Reproduce the scoring methodology text between "Object detection model" and "for each detection.", inclusive.
Quoted passage START
Scoring Methodology

This page provides a detailed technical description of the AI scoring pipeline for acne severity assessment. It covers the detection model, density computation, IGA formula derivation, multi-perspective scoring, overlap handling, and reproducibility characteristics.

Inflammatory lesion detection

Object detection model

The lesion detection stage uses a convolutional neural network (CNN) trained for object detection on facial acne images. The model identifies individual inflammatory acne lesions (specifically papules, pustules, and nodules) and outputs bounding boxes with confidence scores for each detection.

Comedones (blackheads and whiteheads) are excluded from the count. This is consistent with:

IGA methodology, which assesses inflammatory severity
FDA guidance, which recommends that "inflammatory and noninflammatory lesions should be counted and reported separately"
Quoted passage END
Information given START
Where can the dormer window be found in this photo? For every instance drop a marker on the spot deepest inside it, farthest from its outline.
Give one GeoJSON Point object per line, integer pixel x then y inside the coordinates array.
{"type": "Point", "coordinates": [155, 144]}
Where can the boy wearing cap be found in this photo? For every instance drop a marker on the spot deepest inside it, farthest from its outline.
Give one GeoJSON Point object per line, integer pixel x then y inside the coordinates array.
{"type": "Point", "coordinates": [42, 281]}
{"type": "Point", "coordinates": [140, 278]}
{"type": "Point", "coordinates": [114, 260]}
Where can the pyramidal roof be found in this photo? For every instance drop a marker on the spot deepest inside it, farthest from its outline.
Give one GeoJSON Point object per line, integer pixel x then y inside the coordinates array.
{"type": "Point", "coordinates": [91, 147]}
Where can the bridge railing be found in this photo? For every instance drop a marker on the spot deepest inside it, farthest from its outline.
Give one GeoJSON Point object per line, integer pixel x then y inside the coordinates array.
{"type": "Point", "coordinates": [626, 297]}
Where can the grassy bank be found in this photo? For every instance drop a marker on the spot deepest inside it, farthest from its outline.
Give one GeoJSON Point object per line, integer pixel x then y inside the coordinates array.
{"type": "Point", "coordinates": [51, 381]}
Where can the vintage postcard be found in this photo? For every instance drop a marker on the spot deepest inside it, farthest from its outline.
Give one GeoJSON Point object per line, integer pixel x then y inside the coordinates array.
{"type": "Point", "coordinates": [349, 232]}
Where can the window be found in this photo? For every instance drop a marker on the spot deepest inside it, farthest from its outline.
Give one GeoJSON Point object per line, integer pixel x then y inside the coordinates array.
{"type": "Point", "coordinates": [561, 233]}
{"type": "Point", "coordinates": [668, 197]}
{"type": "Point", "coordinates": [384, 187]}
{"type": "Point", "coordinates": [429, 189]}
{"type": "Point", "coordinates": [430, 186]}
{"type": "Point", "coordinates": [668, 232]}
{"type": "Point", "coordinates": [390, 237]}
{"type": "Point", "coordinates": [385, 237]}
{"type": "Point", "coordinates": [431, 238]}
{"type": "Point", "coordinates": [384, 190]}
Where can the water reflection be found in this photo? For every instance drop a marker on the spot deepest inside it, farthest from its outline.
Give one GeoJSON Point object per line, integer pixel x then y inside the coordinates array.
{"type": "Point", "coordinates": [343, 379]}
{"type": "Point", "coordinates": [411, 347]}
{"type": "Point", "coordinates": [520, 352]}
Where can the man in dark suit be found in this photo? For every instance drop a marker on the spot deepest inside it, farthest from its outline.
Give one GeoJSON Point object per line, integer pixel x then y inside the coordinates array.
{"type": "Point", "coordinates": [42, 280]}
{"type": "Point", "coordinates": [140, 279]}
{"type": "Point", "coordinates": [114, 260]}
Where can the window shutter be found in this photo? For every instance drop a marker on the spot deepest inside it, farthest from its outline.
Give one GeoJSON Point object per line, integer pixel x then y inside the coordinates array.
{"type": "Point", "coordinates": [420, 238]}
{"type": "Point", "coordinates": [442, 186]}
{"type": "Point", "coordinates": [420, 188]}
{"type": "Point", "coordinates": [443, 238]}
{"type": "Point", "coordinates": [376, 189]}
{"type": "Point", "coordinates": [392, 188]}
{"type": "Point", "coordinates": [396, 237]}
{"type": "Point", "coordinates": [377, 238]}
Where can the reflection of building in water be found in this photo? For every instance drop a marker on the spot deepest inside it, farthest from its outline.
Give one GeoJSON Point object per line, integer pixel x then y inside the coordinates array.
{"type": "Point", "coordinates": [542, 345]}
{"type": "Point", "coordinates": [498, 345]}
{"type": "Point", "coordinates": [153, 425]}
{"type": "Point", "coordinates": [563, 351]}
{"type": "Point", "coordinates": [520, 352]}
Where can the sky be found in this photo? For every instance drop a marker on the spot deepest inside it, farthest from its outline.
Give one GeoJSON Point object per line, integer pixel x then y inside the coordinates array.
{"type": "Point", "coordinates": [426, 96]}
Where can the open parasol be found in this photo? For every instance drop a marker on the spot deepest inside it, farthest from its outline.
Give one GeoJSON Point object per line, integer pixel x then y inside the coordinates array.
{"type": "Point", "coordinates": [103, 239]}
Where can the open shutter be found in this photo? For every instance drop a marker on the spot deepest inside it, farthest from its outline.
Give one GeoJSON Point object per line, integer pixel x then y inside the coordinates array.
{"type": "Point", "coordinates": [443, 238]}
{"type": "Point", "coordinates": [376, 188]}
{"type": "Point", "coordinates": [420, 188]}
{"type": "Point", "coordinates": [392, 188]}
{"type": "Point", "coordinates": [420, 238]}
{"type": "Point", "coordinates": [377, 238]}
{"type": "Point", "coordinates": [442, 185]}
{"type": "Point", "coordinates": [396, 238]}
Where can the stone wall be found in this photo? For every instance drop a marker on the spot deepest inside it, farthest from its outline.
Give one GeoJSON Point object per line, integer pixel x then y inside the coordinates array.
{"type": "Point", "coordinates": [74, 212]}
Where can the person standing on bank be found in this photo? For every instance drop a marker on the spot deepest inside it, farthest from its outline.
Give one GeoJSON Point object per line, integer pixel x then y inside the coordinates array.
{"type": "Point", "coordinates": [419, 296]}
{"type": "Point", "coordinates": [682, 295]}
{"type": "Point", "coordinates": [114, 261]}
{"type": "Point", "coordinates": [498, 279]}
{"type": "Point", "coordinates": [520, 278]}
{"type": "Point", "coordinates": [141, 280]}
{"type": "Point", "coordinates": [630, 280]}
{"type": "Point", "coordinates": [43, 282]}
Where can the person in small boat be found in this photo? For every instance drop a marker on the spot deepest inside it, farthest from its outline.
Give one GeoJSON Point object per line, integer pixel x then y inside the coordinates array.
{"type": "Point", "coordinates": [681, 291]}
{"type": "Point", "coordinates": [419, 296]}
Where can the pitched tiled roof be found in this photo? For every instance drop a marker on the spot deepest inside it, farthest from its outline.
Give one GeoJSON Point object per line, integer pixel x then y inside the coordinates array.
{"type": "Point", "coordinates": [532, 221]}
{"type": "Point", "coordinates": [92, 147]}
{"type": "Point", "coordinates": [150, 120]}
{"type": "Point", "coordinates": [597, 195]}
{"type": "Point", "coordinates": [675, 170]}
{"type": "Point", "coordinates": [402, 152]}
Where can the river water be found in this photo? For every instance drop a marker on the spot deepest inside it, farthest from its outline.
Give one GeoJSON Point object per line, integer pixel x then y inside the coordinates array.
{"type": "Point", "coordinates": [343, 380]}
Information given END
Information given START
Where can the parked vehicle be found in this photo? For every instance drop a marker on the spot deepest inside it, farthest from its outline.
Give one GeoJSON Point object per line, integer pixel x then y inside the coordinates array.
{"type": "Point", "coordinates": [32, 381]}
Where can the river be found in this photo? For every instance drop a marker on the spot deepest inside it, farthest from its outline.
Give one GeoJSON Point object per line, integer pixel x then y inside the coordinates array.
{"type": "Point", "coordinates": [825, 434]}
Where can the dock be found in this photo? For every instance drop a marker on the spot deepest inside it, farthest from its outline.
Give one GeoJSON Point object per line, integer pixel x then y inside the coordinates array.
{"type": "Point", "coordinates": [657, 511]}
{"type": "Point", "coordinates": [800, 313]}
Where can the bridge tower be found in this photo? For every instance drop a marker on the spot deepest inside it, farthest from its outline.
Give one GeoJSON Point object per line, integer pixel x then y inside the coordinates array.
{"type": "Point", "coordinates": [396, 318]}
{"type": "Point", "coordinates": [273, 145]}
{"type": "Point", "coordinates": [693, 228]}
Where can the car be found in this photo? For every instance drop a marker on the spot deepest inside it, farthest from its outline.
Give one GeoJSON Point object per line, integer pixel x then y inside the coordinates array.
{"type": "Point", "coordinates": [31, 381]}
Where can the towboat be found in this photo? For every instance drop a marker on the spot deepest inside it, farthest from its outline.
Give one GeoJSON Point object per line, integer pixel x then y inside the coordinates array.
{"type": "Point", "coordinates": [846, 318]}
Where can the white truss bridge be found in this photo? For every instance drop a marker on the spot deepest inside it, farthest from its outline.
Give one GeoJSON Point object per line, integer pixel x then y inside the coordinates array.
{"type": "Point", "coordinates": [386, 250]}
Information given END
> Final answer:
Object detection model

The lesion detection stage uses a convolutional neural network (CNN) trained for object detection on facial acne images. The model identifies individual inflammatory acne lesions (specifically papules, pustules, and nodules) and outputs bounding boxes with confidence scores for each detection.